>>>

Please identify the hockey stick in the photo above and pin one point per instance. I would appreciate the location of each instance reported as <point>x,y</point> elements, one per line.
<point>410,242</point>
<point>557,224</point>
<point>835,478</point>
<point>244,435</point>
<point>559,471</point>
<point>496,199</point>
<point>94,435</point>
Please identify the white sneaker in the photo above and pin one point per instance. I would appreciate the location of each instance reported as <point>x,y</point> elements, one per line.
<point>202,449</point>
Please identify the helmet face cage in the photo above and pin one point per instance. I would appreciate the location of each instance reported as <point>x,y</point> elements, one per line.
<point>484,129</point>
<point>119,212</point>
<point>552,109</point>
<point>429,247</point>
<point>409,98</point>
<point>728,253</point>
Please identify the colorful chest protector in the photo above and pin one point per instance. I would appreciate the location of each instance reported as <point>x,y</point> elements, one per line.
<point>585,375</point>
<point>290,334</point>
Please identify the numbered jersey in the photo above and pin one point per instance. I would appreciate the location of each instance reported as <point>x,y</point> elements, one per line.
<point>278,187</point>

<<<

◆ WHAT TO WORK ON:
Switch "Please identify" to "Please locate" throughout the material above, and leave everything else unchanged.

◆ RESULT:
Please locate the hockey stick in the photo above and pin one point per instance. I would appreciate the location of each instance reported as <point>x,y</point> elements, one per line.
<point>410,242</point>
<point>557,224</point>
<point>835,478</point>
<point>244,435</point>
<point>559,471</point>
<point>496,199</point>
<point>94,435</point>
Please locate the white sneaker in the photo above and pin one point per instance. I would appreciate the location of each instance reported as <point>x,y</point> elements, one per line.
<point>202,449</point>
Please locate the helmet face cage in the photo above and pin one point per instance. I would appreciate the location of each instance reported as <point>x,y</point> elements, one per line.
<point>484,129</point>
<point>119,212</point>
<point>552,109</point>
<point>429,247</point>
<point>409,98</point>
<point>728,253</point>
Please locate the colorful chest protector in the photo above and pin one point per instance. I would appreciate the location of each instance reported as <point>x,y</point> elements, one per line.
<point>585,375</point>
<point>290,334</point>
Please locate the numbered jersey in the photo above and pin one point per instance. I would appreciate the location of each instance reported as <point>x,y</point> elements, one per line.
<point>278,187</point>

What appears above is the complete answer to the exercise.